# EXERCISE DIRECTIONS
Your answer should be the lines from the one containing "Pressing-analysis tagging request: spot the dark" through the final line below, copied exactly.

--------------------------------------------------

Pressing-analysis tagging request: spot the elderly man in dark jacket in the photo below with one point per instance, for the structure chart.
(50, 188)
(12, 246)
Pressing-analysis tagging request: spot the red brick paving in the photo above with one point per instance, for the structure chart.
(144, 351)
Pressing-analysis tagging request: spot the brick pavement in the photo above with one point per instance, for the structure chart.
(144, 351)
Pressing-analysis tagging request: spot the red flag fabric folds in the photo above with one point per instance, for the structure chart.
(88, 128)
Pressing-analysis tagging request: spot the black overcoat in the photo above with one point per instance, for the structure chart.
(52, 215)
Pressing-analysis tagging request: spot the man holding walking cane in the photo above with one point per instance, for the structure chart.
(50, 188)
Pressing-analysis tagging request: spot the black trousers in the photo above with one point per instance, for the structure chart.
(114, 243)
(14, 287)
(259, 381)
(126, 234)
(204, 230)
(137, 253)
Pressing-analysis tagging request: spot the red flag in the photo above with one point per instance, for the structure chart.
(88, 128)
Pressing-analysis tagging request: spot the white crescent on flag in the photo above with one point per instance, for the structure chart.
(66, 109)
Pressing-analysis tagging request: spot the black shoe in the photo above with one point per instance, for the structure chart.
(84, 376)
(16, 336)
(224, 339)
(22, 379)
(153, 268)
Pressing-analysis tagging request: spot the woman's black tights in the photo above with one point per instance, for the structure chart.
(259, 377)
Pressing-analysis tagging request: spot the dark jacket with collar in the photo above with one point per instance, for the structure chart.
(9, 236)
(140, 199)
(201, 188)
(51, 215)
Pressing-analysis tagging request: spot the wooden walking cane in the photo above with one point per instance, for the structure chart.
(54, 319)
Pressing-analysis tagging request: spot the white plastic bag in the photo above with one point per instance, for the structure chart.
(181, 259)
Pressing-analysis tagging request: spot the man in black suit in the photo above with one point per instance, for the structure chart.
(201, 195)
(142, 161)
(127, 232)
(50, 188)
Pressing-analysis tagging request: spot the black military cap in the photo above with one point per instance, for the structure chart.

--------------------------------------------------

# THE ANSWER
Pressing-analysis tagging request: spot the dark jacket with collar in the photo above with one point per instance, for the structure chart.
(9, 236)
(140, 199)
(201, 188)
(51, 215)
Pressing-analysis tagging request: spot the wooden walking cane in the photo above with one point per instance, for the structure chart.
(54, 319)
Pressing-analysis tagging request: spot the white plastic bag in the photo above with one point per instance, for the structure chart.
(181, 259)
Pressing-analysis tagging request: spot the man in black suit in the photo above with one point per instance, for the structure chart.
(201, 195)
(142, 161)
(127, 232)
(50, 188)
Pressing-analysis tagging request: spot the black military cap in the photo above with one point per instance, for the structure chart.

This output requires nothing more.